**EXERCISE:** Transcribe the stretch of entries below from the line with "Somewhere in the picture above is the long" through the line with "Somewhere in the picture above is the white wedding", exactly and with both ends included; leave out all other lines.

----

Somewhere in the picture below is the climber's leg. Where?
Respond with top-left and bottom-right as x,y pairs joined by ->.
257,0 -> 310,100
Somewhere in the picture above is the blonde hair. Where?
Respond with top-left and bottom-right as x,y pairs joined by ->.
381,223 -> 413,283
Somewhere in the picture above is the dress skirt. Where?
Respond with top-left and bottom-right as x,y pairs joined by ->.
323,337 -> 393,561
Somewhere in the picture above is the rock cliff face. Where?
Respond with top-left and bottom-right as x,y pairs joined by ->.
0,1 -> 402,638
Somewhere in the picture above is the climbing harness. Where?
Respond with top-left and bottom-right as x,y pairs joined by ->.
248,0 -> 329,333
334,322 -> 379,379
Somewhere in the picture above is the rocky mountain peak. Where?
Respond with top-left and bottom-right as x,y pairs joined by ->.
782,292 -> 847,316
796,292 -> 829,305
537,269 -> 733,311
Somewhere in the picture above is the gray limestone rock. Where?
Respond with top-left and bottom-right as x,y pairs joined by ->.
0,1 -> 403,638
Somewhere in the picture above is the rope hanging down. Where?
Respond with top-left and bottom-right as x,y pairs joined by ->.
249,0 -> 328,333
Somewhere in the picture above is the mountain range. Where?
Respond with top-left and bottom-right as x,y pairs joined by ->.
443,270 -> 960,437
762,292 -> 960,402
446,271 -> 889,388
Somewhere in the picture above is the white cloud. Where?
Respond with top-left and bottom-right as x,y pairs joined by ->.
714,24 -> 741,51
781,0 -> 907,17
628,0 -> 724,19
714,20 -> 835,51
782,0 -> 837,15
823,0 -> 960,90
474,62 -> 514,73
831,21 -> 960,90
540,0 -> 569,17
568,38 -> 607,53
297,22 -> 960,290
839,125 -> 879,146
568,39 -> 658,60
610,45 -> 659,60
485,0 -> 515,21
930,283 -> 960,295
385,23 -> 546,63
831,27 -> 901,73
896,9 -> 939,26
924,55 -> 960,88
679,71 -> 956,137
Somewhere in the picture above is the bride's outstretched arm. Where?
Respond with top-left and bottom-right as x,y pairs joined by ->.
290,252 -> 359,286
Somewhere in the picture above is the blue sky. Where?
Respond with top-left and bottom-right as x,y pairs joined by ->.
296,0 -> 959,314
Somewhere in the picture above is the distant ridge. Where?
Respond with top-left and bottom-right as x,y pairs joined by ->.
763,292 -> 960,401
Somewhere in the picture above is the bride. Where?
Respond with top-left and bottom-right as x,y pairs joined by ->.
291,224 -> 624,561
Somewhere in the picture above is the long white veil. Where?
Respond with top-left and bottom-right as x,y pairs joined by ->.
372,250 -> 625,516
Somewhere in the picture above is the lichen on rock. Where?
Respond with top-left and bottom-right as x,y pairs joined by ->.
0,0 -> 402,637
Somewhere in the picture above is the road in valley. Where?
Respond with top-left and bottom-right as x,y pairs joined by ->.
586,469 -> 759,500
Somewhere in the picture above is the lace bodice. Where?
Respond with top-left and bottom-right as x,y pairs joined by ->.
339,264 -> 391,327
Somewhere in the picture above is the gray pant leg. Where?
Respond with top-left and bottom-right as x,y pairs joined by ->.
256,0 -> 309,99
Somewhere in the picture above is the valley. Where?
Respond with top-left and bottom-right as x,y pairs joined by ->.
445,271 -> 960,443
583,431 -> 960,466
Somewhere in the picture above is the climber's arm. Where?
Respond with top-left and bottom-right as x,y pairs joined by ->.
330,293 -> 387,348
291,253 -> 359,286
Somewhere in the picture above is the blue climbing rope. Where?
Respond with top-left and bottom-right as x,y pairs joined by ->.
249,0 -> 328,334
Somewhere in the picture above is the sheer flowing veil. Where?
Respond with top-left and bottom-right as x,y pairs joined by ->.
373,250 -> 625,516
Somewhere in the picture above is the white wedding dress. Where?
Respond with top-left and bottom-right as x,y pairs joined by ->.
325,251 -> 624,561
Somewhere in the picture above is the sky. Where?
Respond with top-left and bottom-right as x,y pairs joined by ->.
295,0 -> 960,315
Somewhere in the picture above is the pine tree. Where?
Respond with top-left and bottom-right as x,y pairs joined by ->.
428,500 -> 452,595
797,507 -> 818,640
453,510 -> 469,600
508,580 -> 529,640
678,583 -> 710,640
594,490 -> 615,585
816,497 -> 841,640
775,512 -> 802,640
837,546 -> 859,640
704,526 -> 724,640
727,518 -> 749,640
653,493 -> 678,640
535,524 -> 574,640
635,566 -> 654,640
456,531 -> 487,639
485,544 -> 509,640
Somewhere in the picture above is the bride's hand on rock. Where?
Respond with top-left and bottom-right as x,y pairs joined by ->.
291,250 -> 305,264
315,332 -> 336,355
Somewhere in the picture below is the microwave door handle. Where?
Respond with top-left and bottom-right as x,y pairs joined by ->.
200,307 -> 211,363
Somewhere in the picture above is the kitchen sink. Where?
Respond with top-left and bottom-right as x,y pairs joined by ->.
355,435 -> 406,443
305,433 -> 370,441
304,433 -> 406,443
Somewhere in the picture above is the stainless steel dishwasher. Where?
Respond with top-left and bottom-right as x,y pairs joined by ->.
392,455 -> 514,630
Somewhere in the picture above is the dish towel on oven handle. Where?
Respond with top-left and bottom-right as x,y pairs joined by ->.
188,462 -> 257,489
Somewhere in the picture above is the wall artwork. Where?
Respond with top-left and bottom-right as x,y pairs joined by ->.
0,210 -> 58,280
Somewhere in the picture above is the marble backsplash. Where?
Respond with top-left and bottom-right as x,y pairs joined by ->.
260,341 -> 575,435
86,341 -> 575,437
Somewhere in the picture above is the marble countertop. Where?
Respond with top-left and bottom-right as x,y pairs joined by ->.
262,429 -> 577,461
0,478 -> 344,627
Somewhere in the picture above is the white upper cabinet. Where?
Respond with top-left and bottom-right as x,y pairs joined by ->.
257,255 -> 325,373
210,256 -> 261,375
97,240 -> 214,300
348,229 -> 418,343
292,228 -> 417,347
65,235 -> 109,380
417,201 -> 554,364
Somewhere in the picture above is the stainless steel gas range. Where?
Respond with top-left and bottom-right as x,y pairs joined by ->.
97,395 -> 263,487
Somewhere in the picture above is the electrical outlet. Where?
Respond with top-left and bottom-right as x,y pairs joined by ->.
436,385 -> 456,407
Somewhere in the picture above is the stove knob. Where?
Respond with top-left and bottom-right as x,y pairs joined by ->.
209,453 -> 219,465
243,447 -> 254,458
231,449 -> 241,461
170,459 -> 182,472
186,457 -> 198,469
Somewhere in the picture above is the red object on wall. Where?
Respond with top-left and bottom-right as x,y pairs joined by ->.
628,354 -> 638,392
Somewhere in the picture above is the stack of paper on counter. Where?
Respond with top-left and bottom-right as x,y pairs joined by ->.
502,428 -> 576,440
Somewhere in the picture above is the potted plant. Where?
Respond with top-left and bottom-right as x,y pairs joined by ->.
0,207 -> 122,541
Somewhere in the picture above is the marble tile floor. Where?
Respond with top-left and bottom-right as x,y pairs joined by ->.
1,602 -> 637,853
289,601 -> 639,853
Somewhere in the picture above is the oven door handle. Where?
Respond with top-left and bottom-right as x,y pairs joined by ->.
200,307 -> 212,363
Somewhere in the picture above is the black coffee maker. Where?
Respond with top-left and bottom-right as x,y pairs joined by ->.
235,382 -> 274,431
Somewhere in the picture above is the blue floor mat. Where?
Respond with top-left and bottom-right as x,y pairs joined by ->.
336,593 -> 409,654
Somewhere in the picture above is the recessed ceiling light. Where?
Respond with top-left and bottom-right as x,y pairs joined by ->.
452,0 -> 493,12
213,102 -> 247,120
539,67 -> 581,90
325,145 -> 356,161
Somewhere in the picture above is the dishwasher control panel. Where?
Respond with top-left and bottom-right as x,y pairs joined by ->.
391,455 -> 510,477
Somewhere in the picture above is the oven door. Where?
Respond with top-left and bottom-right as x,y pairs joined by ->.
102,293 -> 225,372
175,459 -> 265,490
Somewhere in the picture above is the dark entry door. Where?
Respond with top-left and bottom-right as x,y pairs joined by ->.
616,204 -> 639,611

----

**RESPONSE FOR THIS EXERCISE:**
Somewhere in the picture above is the long white veil. Where?
Respond with top-left and bottom-right as x,y pairs joined by ->.
372,250 -> 625,516
Somewhere in the picture above is the lichen on rock. Where?
Respond with top-left and bottom-right as x,y pairs joined by ->.
0,0 -> 402,637
Somewhere in the picture above is the road in valley. Where?
Respond with top-left and bottom-right as x,y pairs joined by ->.
586,469 -> 759,500
Somewhere in the picture above is the lace bodice. Where?
Respond with top-left and bottom-right as x,y pairs joined by ->.
339,264 -> 391,327
Somewhere in the picture above is the gray pant leg. Where?
Respond with top-left and bottom-right as x,y pairs joined by ->.
256,0 -> 309,99
Somewhere in the picture above is the valley. Where?
Respond with top-left and bottom-right as x,y pairs joined by ->.
445,271 -> 960,443
583,431 -> 960,466
Somewhere in the picture above is the climber's arm. Where?
Respond with top-left and bottom-right as x,y pairs joined by ->.
330,293 -> 387,348
291,253 -> 359,286
Somewhere in the picture above is the blue climbing rope. Where?
Respond with top-left and bottom-right as x,y pairs joined by ->.
249,0 -> 328,334
Somewhere in the picture above is the sheer flowing veil. Where?
Respond with top-left and bottom-right as x,y pairs joined by ->.
373,250 -> 625,516
Somewhere in the picture above is the white wedding dress. Where?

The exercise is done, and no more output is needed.